§ Coordinate annotation records:
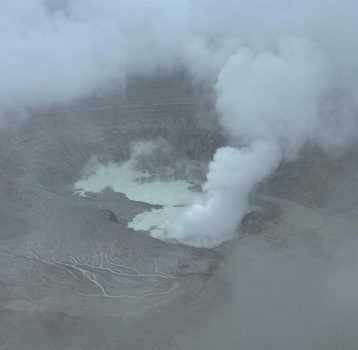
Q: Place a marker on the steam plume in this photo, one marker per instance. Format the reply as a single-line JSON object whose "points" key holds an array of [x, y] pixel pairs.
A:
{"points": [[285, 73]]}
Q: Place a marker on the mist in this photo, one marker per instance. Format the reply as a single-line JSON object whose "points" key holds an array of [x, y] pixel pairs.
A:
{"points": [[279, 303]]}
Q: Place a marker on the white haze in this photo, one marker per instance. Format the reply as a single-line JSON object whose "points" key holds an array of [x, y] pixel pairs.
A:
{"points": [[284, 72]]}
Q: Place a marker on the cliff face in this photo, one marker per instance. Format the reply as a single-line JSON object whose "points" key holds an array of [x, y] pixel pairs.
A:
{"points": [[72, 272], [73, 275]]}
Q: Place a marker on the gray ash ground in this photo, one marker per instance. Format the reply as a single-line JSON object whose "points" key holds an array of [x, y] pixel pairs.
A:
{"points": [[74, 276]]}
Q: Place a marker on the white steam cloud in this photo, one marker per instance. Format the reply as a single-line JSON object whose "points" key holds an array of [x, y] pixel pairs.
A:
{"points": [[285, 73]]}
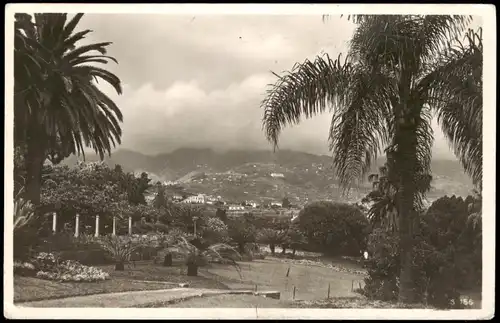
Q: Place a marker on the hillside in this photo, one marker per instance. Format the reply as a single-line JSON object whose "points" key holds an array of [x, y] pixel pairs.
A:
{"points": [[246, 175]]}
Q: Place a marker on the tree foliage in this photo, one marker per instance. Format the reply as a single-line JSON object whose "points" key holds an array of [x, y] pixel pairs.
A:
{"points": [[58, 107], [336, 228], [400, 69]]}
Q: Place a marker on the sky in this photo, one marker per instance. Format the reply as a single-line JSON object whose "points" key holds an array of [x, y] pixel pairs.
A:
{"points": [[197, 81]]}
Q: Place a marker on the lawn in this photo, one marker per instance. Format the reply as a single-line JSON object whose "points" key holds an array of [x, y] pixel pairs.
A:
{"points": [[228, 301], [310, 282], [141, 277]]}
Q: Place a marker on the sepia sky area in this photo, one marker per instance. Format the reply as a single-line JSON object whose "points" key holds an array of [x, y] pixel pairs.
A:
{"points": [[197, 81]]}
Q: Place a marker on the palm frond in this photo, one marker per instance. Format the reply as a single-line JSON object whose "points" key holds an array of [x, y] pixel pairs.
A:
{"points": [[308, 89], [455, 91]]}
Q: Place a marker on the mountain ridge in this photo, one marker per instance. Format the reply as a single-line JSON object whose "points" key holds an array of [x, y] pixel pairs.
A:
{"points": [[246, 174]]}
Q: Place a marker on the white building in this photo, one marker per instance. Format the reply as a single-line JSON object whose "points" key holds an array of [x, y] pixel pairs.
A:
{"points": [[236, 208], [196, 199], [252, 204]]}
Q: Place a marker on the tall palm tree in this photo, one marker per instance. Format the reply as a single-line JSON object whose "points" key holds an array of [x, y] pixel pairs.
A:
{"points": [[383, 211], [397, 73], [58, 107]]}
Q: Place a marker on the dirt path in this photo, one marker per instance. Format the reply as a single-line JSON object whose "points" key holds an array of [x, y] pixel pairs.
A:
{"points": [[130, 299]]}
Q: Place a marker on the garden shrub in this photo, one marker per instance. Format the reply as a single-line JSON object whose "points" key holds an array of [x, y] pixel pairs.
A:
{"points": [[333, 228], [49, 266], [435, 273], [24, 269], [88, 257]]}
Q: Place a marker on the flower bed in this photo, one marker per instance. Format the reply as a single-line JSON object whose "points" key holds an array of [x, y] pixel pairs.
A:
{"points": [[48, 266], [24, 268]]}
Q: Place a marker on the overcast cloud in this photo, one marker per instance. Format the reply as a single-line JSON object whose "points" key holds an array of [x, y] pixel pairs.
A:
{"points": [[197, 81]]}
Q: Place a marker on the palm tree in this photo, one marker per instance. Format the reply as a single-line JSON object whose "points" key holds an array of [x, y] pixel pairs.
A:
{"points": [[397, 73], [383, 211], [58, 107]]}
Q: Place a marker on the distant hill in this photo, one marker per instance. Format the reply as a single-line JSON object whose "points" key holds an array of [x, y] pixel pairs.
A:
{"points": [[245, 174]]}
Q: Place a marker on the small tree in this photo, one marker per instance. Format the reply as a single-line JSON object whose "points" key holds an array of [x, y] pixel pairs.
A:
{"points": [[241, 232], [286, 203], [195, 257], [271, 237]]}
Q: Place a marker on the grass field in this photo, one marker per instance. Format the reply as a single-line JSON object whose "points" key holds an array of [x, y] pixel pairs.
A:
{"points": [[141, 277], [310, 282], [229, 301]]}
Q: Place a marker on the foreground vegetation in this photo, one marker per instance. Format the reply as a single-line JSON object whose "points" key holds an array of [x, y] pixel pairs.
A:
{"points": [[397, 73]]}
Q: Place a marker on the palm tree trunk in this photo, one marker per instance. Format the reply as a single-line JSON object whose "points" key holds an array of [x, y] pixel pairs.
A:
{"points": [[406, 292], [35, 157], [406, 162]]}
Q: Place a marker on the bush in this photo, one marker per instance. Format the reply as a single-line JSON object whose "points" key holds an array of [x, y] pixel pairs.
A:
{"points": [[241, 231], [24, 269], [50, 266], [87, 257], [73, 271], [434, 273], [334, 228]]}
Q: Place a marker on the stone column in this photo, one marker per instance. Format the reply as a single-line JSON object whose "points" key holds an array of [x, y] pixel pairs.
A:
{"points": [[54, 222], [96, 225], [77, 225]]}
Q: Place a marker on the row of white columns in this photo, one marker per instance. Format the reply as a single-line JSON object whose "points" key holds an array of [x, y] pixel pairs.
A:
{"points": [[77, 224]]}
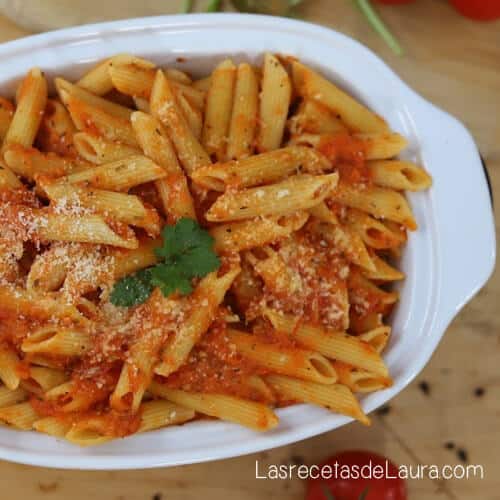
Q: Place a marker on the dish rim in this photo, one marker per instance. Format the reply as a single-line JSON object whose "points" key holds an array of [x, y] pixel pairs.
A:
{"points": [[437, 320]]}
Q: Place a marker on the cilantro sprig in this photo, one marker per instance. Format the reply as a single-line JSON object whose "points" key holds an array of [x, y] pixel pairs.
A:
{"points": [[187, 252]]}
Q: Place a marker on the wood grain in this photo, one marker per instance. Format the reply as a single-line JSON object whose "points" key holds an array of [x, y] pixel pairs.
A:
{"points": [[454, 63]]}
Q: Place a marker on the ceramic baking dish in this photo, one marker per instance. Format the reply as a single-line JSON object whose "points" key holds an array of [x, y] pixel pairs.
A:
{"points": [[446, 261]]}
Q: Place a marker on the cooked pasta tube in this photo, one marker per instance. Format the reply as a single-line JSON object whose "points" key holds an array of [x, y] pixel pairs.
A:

§ INSTRUCTIONS TO FOLLOW:
Edit every one of the records so that "one marker per instance" becomes "one marker per occurrence" wherever it occurs, with all other text unchanged, and leave the pictures out of your answer.

§ IN RESPONSE:
Q: Place a marker on the steam plume in this photo, one marker per occurrence. Format the reply as a single-line JSON object whose "points" key holds an array of [x, y] pixel pairs.
A:
{"points": [[285, 73]]}
Q: Place a marker on the mist in this photo, one marker per occurrence. Format the reply as a single-line JSON object whose "points" key holds an array of [x, y] pixel pairs.
A:
{"points": [[279, 303]]}
Q: Place a marker on the white haze in this photo, one marker per occurrence. Format the reply as a single-line JSON object whose "points" key holds an array of [x, y] pixel pairs.
A:
{"points": [[284, 72]]}
Q: Place a marker on the cliff face in this photo, one marker per occurrence. Format the reply as a single-line JSON object whose "points" key holds an array of [x, y] pixel pairs.
A:
{"points": [[72, 272], [73, 275]]}
Q: Place a marker on the gray ash ground in this photo, one marker per occurrence. Format the reply as a single-line JSON object whose "points" key holds an array of [x, y] pixel pairs.
A:
{"points": [[74, 276]]}
Q: Place a marker on the white steam cloud in this photo, one marker per occurrence. Format the reply as a single-line JSON object whose "points" key holds an array of [x, y] pixel pairs.
A:
{"points": [[285, 73]]}
Q: Place a marker on the hillside in this photo, one marker per occurrence. Format the reply as a single-line JSON object whose "points" key holds an array of [x, y] pixel pairs.
A:
{"points": [[246, 175]]}
Q: Place a marker on the tree foliage in this photo, one marker per occurrence. Format the reply as a single-line JSON object whose "points" key holds an array of [x, y] pixel pairs.
A:
{"points": [[58, 107], [336, 228], [400, 69]]}
Q: Place a marker on the sky in this photo, one marker per occurrence. Format the reply as a single-line JSON object whose "points" key holds an array of [x, y] pixel pairs.
A:
{"points": [[197, 81]]}
Q: Place a marker on the lawn in this photo, one marker per occurrence. Format the reply as a single-line JSON object whose "points" key holds an array of [x, y] pixel pairs.
A:
{"points": [[228, 301], [310, 282], [141, 277]]}
Q: Place a marker on the sepia sky area in this photo, one marker per occurrence. Format the reply as a single-line JSON object whose "points" key holds an array of [x, y] pixel pairs.
A:
{"points": [[197, 81]]}
Q: Place a marker on the palm frond in this photo, one marker per occurrence. Format the reply as a single-line JSON object whose "points" key holds an array of [x, y] pixel pairs.
A:
{"points": [[308, 89], [455, 91]]}
Q: Place a marker on the mountain ridge in this photo, one marker per occurrence. Format the reply as a single-line JSON object whose "points" key holds an array of [x, y] pixel pairs.
A:
{"points": [[246, 174]]}
Q: Place a marker on the white building in this photo, one marker per occurrence. Format the reply as a single-line JSON object whose "points" key holds an array of [x, y] pixel pairs.
A:
{"points": [[236, 208], [196, 199], [252, 204]]}
Q: Place a marker on the tall palm tree in this photo, one marker per occurrence. Format the reply as a single-line JSON object whose "points" key holds an array of [x, y] pixel pairs.
A:
{"points": [[383, 211], [397, 73], [58, 107]]}
Q: Place a marker on the dirt path in this photo, one marker per occurrence. Format the reply as a single-line JSON object whose "points" key holds an array of [x, y] pixel pairs.
A:
{"points": [[130, 299]]}
Q: Place a marker on the garden shrub in this photo, one marker per occurrence. Format the reply as a single-line JSON object whose "points" key holds an array of [x, y] pixel pairs.
A:
{"points": [[333, 228], [49, 266], [435, 273], [24, 269], [88, 257]]}
Q: Place a marker on the flower bed in this photo, one marker per occurrence. Format the reply as a single-line JSON object whose "points" key holds an array of [x, y] pixel pairs.
A:
{"points": [[48, 266], [24, 268]]}
Q: Place a marker on the overcast cloud in this photo, one marker per occurrence. Format the reply as a single-line JSON object whose "points" key holds an array of [x, y] pixel pairs.
A:
{"points": [[197, 81]]}
Q: Place a marker on the palm tree in this photo, one marker per occurrence. Format the reply as a single-line JSON object whose "points" key holds an array of [x, y] pixel pairs.
A:
{"points": [[397, 73], [383, 211], [58, 107]]}
Q: Place a marker on the distant hill in this photo, one marker per occurrence. Format the reply as a single-line JSON object whose "points" key holds an array of [x, y] pixel pairs.
A:
{"points": [[245, 174]]}
Q: Place a marker on the small tree in this photo, one marker per occurrence. Format the reply as a single-line JSON object whose "points" key holds an array of [x, y] pixel pairs.
A:
{"points": [[241, 232], [286, 203], [195, 257], [271, 237]]}
Q: Place a marker on the grass field in this photo, one marker per occurrence. Format the reply as a single-line JSON object whose "points" key holds an array of [x, y] pixel pairs.
A:
{"points": [[141, 277], [310, 282], [229, 301]]}
Q: Place a marker on the foreground vegetation in this photo, one marker per occurrence. Format the reply as a single-line JSON object whose "points" key holds an array of [x, y] pixel pairs.
A:
{"points": [[397, 73]]}
Q: Place a marker on the palm tree trunk in this photo, one marker per occurrence. Format the reply as a single-line JSON object whose "points" key holds an array of [x, y] pixel pairs.
A:
{"points": [[406, 292], [35, 157], [406, 162]]}
Q: Place a marker on the bush in this photo, one marker per occurrence. Format the reply as a single-line JSON object whose "points" key holds an array of [x, y] pixel pairs.
A:
{"points": [[241, 231], [24, 269], [50, 266], [87, 257], [73, 271], [434, 273], [334, 228]]}
Q: Place a marker on the stone column in this photo, one marker per occurrence. Format the reply as a single-line JSON object whose "points" key holds an array of [x, y] pixel pairs.
A:
{"points": [[54, 222], [96, 225], [77, 225]]}
Q: Place a marker on the row of white columns in this photo, one marker per occurrence. Format the reply as a single-line JSON object whose "points" key holds an array of [x, y] pixel pairs.
A:
{"points": [[77, 224]]}
Q: Place a marker on the dish rim in this photo, one marker per occurrence. Format the reply as a single-line JSON object whose "points" key holds an array of [x, y] pixel pairs.
A:
{"points": [[437, 320]]}
Q: Place a marker on the cilantro sprig in this photo, one marker per occurrence. Format the reply as a single-line JSON object whose "points" key holds an array of [x, y] pixel pairs.
A:
{"points": [[187, 252]]}
Q: Place a marker on the wood grain in this photo, one marker per occurrence. Format the reply as a single-line JSON object whose "points" key holds an array of [x, y] pixel pairs.
A:
{"points": [[454, 63]]}
Q: Place a marker on the ceramic baking dish in this photo, one marker per occurrence. Format the reply as a single-line JSON object whose "points" key holds an array of [x, y] pixel pairs.
A:
{"points": [[446, 261]]}
Q: Place a marker on the cooked pasta tube in this photo, one marker per occurrence. Format the reply as a single-line JSON object whose "points" key holds an array of [x, y] pixel pairs.
A:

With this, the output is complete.